Task requirements: From the records below, transcribe exactly the lines that begin at the line with "Q: Locate the overcast" and end at the line with "Q: Locate the green", both included.

Dataset entries:
* * *

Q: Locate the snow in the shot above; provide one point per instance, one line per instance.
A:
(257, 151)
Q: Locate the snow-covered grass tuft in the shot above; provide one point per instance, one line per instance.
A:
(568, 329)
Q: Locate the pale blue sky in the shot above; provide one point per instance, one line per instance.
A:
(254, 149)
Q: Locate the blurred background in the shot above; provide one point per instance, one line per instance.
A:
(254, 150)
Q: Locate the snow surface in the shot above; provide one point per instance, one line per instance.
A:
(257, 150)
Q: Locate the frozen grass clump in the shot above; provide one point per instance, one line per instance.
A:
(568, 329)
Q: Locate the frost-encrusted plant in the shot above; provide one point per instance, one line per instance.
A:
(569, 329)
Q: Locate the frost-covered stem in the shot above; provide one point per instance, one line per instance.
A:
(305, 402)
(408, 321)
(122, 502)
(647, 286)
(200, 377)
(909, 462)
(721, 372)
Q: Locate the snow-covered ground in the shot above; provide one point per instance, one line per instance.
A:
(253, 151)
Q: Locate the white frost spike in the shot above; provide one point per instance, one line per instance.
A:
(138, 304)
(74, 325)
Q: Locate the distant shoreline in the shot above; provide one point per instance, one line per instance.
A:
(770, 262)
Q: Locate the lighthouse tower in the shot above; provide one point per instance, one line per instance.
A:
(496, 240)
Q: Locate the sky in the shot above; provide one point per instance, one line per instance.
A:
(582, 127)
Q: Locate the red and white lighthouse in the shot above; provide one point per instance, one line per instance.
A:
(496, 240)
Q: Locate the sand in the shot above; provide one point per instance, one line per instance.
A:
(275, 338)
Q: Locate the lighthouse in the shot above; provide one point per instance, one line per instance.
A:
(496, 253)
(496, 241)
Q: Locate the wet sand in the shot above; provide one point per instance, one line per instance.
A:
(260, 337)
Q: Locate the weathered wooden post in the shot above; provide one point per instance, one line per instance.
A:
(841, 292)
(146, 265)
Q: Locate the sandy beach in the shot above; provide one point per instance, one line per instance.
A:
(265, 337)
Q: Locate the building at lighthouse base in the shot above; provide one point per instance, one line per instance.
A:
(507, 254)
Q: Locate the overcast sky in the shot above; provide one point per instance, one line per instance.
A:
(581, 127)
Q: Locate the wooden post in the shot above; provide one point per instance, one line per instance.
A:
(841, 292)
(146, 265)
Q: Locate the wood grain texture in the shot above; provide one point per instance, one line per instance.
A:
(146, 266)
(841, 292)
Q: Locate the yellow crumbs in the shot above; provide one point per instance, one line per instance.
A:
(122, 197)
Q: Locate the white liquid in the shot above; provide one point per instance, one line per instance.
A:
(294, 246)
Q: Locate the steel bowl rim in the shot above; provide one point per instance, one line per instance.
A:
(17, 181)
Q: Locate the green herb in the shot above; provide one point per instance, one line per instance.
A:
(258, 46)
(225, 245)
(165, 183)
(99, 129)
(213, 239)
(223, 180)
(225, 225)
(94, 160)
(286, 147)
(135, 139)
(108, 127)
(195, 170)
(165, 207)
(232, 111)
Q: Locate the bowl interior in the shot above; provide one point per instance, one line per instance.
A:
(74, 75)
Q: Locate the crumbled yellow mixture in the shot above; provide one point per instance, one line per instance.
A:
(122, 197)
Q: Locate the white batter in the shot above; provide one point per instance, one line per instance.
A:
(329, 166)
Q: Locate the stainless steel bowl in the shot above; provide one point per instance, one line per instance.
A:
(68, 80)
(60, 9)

* * *

Result:
Q: Locate the overcast sky in the shot above; provide one point per instance, one line per instance.
A:
(581, 127)
Q: Locate the wooden post in the shot above; provide one point per instance, one line per instance.
A:
(841, 292)
(146, 265)
Q: Locate the wood grain texture in the shot above; provide one point per instance, one line per instance.
A:
(146, 266)
(841, 292)
Q: Locate the yellow crumbs in the shot above; provide one point per instance, one line per instance.
A:
(122, 197)
Q: Locate the white liquid in the shot above; provide one point per instance, one line per instance.
A:
(294, 246)
Q: Locate the steel bowl rim in the shot above; provide one point per instance, one line per instance.
A:
(17, 181)
Q: Locate the green herb in the shot above; provide one point per instance, one line per instance.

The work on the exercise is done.